[Description of the task]
Copy all the records exactly; the complete set is the expected result.

[Source records]

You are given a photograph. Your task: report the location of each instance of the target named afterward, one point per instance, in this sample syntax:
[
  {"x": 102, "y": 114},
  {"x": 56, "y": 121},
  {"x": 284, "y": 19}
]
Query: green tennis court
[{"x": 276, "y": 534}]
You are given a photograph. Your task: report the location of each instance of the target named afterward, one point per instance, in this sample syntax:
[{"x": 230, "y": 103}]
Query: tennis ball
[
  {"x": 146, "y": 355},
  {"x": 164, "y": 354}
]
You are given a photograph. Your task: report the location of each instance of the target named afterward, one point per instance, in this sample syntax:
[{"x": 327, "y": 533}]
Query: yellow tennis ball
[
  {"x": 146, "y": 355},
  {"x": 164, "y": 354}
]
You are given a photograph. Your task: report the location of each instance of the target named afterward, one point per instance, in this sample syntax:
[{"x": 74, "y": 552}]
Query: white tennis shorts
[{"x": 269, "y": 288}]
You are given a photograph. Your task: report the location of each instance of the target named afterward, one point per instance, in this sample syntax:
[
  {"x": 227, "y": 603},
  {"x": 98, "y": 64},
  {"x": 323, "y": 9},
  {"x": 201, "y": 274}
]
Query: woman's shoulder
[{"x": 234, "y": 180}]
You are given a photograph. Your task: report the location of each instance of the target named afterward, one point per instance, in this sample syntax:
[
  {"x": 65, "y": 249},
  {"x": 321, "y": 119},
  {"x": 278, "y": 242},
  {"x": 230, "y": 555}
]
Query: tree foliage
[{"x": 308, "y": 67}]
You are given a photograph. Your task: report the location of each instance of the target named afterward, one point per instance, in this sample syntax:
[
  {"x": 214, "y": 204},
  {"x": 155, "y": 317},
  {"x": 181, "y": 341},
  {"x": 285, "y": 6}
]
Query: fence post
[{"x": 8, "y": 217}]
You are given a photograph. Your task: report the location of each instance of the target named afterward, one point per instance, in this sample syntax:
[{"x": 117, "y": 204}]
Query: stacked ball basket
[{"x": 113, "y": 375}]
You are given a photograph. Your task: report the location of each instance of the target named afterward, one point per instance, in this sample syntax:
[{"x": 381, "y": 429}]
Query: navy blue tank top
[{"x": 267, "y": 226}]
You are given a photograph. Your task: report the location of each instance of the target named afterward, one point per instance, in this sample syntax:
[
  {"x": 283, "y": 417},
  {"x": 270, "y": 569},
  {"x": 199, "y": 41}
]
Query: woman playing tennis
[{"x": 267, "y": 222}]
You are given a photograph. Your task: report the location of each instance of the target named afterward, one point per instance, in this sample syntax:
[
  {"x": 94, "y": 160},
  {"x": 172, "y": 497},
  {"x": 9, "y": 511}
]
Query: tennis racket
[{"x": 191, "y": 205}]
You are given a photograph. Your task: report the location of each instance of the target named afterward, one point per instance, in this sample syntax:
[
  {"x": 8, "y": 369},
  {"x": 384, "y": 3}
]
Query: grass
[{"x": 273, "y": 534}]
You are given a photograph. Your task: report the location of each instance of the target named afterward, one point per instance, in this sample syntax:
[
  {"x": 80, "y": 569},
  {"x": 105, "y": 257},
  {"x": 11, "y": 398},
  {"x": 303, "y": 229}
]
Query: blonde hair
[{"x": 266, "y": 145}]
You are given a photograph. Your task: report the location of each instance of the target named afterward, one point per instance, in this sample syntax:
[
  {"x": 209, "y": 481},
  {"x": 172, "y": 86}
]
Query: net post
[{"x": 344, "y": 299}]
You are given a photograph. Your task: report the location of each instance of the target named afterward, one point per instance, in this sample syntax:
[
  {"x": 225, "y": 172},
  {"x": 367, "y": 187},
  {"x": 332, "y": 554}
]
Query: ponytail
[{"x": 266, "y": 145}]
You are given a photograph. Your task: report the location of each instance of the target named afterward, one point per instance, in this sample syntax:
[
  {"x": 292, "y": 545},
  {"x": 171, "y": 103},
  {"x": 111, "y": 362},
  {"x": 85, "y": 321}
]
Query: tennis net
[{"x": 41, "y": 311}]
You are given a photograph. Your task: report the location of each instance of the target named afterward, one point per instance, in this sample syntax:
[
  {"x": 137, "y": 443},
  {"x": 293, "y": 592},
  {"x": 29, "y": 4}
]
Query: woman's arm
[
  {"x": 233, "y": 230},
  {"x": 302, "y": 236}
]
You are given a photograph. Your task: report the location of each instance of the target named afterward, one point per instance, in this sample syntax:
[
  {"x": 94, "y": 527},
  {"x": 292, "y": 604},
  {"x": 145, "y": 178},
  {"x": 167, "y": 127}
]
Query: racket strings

[Written response]
You are given a photograph. Your task: report the location of each instance of the target named afterward, one point per instance, in this sample syntax:
[
  {"x": 102, "y": 114},
  {"x": 56, "y": 121},
  {"x": 284, "y": 19}
]
Query: green tennis court
[{"x": 276, "y": 534}]
You are given a photograph. Your task: report the location of each instance of the target named afterward, one point per instance, in this sample syntax:
[{"x": 230, "y": 103}]
Query: tennis ball
[
  {"x": 146, "y": 355},
  {"x": 164, "y": 354}
]
You are given a photograph. Your task: report the location of each instance of the target named afterward, one point per instance, in this sample syntax:
[{"x": 327, "y": 533}]
Query: yellow tennis ball
[
  {"x": 146, "y": 355},
  {"x": 164, "y": 354}
]
You are given a photograph. Your task: report the location of each instance of the target named afterward, one point per instance, in this sample syntax:
[{"x": 74, "y": 552}]
Query: white tennis shorts
[{"x": 269, "y": 288}]
You are given a photograph. Your task: report the location of each instance of the target named afterward, one point per instance, in this sample syntax:
[
  {"x": 227, "y": 603},
  {"x": 98, "y": 64},
  {"x": 323, "y": 9},
  {"x": 201, "y": 274}
]
Query: woman's shoulder
[{"x": 234, "y": 180}]
You are given a photograph. Your task: report the location of each instance of the target named afterward, one point per instance, in this sample syntax:
[
  {"x": 65, "y": 249},
  {"x": 321, "y": 119},
  {"x": 278, "y": 242},
  {"x": 230, "y": 555}
]
Query: tree foliage
[{"x": 308, "y": 67}]
You are given a photograph. Your task: report the location of each instance of the target named afterward, one point per instance, in this sample syntax:
[
  {"x": 214, "y": 204},
  {"x": 155, "y": 317},
  {"x": 181, "y": 341},
  {"x": 285, "y": 6}
]
Query: fence post
[{"x": 8, "y": 217}]
You are given a photograph. Your task: report the location of each instance of the target named afterward, one point per instance, in this sample syntax:
[{"x": 117, "y": 204}]
Query: stacked ball basket
[{"x": 113, "y": 375}]
You are given a photograph. Your task: report the location of each instance of the target named afterward, one point per instance, in this sample syntax:
[{"x": 381, "y": 429}]
Query: navy blue tank top
[{"x": 267, "y": 226}]
You are given a photograph. Your task: report the location of each instance of the target named afterward, one point per instance, in this sample syntax:
[
  {"x": 283, "y": 417},
  {"x": 270, "y": 569},
  {"x": 199, "y": 41}
]
Query: woman playing tennis
[{"x": 267, "y": 222}]
You are given a photograph. Your task: report the location of each instance of the target named afterward, one point per instance, in this sample syntax:
[
  {"x": 94, "y": 160},
  {"x": 172, "y": 497},
  {"x": 9, "y": 511}
]
Query: tennis racket
[{"x": 191, "y": 205}]
You are given a photograph. Your task: report the location of each instance of the target named afterward, one point per instance, in this sample syntax:
[
  {"x": 8, "y": 369},
  {"x": 384, "y": 3}
]
Query: grass
[{"x": 273, "y": 534}]
You are given a photograph. Your task: report the location of each instance of the target named afterward, one point per instance, in this sample syntax:
[
  {"x": 80, "y": 569},
  {"x": 105, "y": 257},
  {"x": 11, "y": 398},
  {"x": 303, "y": 229}
]
Query: blonde hair
[{"x": 266, "y": 145}]
You are given a photograph. Your task: report the location of each instance of the target named afterward, one point per instance, in this sample syntax:
[
  {"x": 209, "y": 481},
  {"x": 172, "y": 86}
]
Query: net post
[{"x": 344, "y": 299}]
You are given a photograph. Your task: report the location of each instance of the target named afterward, one point per instance, in this sample syntax:
[
  {"x": 225, "y": 172},
  {"x": 367, "y": 187},
  {"x": 332, "y": 554}
]
Query: ponytail
[{"x": 266, "y": 145}]
You are given a photograph. Your task: report the location of each instance of the target named afterward, one point per instance, in this sample syntax:
[
  {"x": 292, "y": 545},
  {"x": 171, "y": 103},
  {"x": 111, "y": 362},
  {"x": 85, "y": 321}
]
Query: tennis net
[{"x": 41, "y": 311}]
You are given a photograph. Your task: report the location of each instance of the target named afterward, one point per instance, in this sample syntax:
[
  {"x": 137, "y": 443},
  {"x": 293, "y": 592},
  {"x": 29, "y": 4}
]
Query: woman's arm
[
  {"x": 233, "y": 230},
  {"x": 302, "y": 236}
]
You are given a photograph. Your task: report the location of each instance of the target named afterward, one point per instance, in this sample syntax:
[
  {"x": 94, "y": 527},
  {"x": 292, "y": 604},
  {"x": 145, "y": 178},
  {"x": 167, "y": 127}
]
Query: racket strings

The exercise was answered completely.